Challenge:
Repeat everything in the material exactly.

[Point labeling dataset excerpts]
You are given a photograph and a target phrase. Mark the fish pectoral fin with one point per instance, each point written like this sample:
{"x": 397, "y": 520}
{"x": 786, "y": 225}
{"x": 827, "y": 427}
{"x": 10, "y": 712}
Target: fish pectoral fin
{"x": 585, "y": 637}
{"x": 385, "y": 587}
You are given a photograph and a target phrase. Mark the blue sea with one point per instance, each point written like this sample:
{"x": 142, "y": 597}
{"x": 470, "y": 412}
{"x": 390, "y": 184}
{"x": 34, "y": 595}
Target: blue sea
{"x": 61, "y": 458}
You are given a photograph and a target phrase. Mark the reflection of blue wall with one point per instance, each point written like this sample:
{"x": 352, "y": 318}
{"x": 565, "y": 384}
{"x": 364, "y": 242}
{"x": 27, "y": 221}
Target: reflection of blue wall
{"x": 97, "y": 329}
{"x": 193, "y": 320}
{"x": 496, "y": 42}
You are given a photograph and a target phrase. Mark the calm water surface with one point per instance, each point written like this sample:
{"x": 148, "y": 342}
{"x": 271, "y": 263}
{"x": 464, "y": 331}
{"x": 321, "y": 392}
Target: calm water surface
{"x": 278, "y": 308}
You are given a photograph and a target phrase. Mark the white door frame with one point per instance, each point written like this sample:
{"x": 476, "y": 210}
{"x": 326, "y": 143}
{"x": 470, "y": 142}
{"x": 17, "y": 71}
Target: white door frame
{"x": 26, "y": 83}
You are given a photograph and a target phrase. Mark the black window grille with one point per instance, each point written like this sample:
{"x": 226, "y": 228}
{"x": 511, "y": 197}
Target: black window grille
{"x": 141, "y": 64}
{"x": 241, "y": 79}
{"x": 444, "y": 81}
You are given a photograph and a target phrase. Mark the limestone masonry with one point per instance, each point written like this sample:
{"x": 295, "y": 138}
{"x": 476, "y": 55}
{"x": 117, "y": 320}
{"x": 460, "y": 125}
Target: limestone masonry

Reply to the exercise:
You are given a photograph and a target phrase. Mark the fish pectoral fin with one point per instance, each point written like this sample:
{"x": 397, "y": 520}
{"x": 786, "y": 225}
{"x": 827, "y": 427}
{"x": 10, "y": 712}
Target: fish pectoral fin
{"x": 585, "y": 637}
{"x": 385, "y": 587}
You are given a photograph and a target phrase. Mark the blue sea with one point per instance, each point written like this sample:
{"x": 142, "y": 597}
{"x": 470, "y": 412}
{"x": 390, "y": 184}
{"x": 34, "y": 595}
Target: blue sea
{"x": 61, "y": 458}
You are given a photograph and a target phrase. Mark the reflection of blue wall with one point per instance, each point written like this sample:
{"x": 352, "y": 318}
{"x": 565, "y": 384}
{"x": 364, "y": 242}
{"x": 27, "y": 221}
Target: reflection of blue wall
{"x": 97, "y": 329}
{"x": 193, "y": 320}
{"x": 496, "y": 42}
You are given a photograph and a target phrase. Mark the calm water surface with one point per instance, each point written like this sample:
{"x": 148, "y": 342}
{"x": 271, "y": 263}
{"x": 464, "y": 331}
{"x": 321, "y": 392}
Target: calm water surface
{"x": 278, "y": 308}
You are given a photograph and a target phrase. Mark the white door frame with one point per instance, each point written like this sample:
{"x": 476, "y": 210}
{"x": 326, "y": 143}
{"x": 470, "y": 142}
{"x": 17, "y": 71}
Target: white door frame
{"x": 26, "y": 83}
You are given a photograph and a target phrase. Mark the black window grille with one point per instance, each point written like this sample:
{"x": 226, "y": 228}
{"x": 511, "y": 197}
Target: black window grille
{"x": 141, "y": 64}
{"x": 241, "y": 79}
{"x": 444, "y": 81}
You are given a photograph and a target phrase. Mark the limestone masonry with one point per instance, each point written like this sample:
{"x": 295, "y": 138}
{"x": 476, "y": 55}
{"x": 117, "y": 320}
{"x": 460, "y": 125}
Target: limestone masonry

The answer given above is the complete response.